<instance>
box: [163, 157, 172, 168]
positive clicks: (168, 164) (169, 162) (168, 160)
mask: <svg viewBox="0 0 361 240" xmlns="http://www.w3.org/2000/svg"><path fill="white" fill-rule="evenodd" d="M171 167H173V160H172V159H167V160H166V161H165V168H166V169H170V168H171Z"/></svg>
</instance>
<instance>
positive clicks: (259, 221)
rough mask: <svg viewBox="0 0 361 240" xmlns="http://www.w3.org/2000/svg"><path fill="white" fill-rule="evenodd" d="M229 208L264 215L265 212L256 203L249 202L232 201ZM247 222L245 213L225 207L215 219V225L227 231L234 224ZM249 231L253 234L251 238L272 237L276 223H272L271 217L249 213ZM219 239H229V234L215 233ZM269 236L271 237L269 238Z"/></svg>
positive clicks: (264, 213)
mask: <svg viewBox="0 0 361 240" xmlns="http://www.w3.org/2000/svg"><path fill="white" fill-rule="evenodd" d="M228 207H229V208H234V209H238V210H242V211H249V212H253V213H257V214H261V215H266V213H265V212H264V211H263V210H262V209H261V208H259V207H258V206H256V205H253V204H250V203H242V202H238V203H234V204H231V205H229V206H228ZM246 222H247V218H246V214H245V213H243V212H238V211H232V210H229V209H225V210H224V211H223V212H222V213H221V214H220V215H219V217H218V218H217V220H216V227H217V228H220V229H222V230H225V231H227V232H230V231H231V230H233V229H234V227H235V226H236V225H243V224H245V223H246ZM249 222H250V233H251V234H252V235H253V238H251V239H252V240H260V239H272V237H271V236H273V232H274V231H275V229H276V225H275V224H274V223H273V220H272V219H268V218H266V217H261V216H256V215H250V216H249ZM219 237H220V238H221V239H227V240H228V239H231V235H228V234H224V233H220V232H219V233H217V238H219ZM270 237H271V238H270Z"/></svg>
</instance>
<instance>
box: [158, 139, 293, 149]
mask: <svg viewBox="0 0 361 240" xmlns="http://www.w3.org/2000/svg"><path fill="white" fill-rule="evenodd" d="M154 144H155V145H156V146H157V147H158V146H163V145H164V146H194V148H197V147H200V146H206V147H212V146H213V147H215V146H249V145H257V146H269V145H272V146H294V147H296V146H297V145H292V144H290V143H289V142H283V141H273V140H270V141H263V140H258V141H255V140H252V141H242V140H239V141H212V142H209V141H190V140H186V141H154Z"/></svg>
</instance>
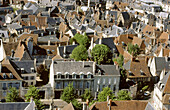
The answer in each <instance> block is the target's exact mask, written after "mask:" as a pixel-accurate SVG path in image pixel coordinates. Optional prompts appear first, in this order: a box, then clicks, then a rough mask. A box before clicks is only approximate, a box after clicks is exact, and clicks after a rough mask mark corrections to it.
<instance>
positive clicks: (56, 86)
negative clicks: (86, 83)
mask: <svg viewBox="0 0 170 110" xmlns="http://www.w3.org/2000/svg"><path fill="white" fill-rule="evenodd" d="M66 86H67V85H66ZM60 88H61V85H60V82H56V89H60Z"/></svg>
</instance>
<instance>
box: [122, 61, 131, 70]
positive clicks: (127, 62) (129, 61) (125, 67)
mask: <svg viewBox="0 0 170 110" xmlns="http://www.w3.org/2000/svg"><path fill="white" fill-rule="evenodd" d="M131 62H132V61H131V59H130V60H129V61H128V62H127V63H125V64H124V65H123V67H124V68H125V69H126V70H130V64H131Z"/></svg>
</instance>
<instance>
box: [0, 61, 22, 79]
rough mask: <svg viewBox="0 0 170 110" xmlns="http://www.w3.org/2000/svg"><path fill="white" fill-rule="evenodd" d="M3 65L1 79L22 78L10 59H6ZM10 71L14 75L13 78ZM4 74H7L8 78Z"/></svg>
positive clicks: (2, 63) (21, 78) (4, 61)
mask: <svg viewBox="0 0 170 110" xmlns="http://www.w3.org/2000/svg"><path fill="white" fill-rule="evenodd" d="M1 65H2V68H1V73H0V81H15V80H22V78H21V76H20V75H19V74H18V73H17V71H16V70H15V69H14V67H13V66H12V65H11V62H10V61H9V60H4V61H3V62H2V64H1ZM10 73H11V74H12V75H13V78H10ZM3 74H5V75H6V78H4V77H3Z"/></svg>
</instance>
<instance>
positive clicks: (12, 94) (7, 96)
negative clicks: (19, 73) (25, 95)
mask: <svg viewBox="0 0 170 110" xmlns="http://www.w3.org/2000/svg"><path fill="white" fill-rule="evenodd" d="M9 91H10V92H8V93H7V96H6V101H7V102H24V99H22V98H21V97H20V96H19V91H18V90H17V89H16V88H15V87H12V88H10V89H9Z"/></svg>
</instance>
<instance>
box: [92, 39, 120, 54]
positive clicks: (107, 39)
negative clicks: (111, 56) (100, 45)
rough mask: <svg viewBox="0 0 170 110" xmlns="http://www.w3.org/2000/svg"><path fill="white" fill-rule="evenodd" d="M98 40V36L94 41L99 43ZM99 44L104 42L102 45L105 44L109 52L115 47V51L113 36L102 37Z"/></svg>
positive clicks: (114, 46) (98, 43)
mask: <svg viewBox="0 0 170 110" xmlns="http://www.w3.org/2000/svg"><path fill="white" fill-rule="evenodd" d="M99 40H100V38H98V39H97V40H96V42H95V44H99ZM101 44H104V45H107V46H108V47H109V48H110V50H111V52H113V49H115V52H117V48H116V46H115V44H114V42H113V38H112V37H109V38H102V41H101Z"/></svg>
◇ ◇ ◇ ◇
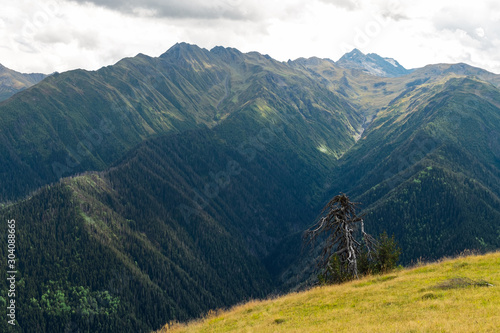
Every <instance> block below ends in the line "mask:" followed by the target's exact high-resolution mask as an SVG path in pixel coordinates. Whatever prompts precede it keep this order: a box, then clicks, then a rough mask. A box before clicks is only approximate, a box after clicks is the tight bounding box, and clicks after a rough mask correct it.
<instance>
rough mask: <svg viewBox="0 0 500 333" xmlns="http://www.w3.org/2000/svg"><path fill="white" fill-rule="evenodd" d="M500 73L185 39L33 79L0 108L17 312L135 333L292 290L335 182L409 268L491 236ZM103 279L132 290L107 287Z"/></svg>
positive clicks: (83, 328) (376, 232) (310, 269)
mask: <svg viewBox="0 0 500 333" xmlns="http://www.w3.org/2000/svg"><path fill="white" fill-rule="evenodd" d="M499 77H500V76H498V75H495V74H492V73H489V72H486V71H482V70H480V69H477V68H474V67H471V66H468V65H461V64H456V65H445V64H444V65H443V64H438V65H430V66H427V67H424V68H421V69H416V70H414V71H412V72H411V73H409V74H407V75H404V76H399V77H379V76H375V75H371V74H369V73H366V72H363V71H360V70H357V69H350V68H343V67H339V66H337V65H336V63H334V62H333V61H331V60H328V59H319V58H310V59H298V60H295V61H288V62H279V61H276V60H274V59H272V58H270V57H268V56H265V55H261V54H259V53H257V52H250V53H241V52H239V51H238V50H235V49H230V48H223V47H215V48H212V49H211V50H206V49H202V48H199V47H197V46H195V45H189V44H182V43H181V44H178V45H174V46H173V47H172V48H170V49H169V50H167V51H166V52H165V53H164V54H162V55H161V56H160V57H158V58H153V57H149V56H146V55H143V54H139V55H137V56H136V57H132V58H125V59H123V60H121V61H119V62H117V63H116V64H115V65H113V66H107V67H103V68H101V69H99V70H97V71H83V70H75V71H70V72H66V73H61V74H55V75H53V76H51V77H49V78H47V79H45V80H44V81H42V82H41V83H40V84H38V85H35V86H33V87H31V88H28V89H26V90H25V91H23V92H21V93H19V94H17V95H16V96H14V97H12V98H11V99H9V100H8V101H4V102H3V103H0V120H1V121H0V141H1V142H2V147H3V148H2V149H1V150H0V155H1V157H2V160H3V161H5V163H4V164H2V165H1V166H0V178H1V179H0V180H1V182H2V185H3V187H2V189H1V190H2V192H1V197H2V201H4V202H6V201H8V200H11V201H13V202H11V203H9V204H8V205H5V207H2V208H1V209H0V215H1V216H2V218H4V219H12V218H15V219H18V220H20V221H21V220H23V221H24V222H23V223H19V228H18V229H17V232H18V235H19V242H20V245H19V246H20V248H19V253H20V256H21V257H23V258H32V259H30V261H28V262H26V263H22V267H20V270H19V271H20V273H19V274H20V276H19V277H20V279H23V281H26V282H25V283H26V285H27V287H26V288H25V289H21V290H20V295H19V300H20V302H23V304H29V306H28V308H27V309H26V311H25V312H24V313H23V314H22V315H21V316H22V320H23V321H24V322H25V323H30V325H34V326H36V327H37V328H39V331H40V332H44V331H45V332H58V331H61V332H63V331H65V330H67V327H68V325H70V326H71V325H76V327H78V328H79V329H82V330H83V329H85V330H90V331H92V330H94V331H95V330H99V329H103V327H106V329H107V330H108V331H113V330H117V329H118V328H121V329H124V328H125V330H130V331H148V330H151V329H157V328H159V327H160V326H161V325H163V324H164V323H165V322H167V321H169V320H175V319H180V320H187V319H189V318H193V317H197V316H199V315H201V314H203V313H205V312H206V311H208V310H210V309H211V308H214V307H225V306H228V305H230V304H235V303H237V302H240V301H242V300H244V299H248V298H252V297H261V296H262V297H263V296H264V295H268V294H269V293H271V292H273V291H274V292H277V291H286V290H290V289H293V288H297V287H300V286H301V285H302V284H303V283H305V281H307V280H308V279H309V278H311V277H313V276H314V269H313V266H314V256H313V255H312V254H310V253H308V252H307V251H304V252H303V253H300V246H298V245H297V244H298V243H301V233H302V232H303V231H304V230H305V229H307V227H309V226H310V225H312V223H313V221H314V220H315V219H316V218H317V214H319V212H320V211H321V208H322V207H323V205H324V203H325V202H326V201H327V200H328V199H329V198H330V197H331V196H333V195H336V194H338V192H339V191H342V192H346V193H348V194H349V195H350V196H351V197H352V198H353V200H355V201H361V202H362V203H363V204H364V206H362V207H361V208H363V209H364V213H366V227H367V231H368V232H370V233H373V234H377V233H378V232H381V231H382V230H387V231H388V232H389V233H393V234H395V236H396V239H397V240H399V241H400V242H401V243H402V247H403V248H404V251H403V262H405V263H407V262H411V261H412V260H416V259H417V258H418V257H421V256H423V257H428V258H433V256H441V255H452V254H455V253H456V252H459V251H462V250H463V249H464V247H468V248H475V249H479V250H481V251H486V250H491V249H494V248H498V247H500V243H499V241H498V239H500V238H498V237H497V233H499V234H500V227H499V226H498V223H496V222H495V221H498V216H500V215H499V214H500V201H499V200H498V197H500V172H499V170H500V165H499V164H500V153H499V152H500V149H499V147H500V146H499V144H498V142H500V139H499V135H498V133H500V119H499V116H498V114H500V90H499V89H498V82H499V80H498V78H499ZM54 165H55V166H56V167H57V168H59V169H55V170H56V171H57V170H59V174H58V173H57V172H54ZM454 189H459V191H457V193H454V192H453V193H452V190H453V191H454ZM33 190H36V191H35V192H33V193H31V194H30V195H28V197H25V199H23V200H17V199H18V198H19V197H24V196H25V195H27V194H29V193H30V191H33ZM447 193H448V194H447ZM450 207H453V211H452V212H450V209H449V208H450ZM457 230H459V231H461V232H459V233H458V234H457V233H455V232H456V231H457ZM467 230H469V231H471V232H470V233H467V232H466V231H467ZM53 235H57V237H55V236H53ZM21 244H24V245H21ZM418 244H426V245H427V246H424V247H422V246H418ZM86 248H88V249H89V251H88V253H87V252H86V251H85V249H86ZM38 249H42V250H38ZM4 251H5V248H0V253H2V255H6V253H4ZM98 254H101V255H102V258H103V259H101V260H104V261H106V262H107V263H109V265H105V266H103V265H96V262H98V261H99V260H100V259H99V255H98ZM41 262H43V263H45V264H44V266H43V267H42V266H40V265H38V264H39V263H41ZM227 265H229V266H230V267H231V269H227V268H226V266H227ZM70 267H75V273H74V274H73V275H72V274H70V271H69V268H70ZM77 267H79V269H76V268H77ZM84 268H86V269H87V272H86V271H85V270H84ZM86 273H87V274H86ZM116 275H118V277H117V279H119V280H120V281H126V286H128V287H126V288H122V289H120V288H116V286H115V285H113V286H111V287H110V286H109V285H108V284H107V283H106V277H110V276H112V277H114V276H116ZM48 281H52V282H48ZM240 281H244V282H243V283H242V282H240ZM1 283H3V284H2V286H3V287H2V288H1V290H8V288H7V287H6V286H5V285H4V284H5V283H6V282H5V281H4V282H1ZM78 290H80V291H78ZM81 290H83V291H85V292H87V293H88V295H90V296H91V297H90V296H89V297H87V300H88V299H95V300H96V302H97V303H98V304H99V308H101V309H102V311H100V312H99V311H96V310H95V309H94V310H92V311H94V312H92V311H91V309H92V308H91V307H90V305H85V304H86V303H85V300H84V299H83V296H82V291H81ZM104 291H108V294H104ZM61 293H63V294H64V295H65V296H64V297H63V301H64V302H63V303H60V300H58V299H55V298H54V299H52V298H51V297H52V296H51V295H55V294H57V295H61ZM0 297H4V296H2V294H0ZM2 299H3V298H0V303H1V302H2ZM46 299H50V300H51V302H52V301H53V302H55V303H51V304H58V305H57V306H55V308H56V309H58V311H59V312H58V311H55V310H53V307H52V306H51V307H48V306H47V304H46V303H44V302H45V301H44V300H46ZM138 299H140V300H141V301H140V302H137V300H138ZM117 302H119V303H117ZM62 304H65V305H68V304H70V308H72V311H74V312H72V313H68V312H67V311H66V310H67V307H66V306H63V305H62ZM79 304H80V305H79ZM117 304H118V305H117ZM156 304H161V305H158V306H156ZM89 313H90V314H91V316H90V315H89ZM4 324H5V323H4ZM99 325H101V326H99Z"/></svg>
◇ ◇ ◇ ◇
• Work instruction: Once you reach the line with "positive clicks: (168, 164)" in the data above, copy it and every line after it exactly, up to and including the line with "208L264 215L265 212L256".

• Exercise solution:
positive clicks: (168, 164) (169, 162) (168, 160)
mask: <svg viewBox="0 0 361 240" xmlns="http://www.w3.org/2000/svg"><path fill="white" fill-rule="evenodd" d="M171 167H173V160H172V159H167V160H166V161H165V168H166V169H170V168H171Z"/></svg>
</instance>
<instance>
positive clicks: (259, 221)
rough mask: <svg viewBox="0 0 361 240" xmlns="http://www.w3.org/2000/svg"><path fill="white" fill-rule="evenodd" d="M229 208L264 215L265 212L256 203L249 202L232 201ZM247 222L245 213L225 207L215 219V225L227 231L234 224ZM249 231L253 234L251 238L272 237L276 223H272L271 217L249 213ZM219 239H229V234L215 233ZM269 236L271 237L269 238Z"/></svg>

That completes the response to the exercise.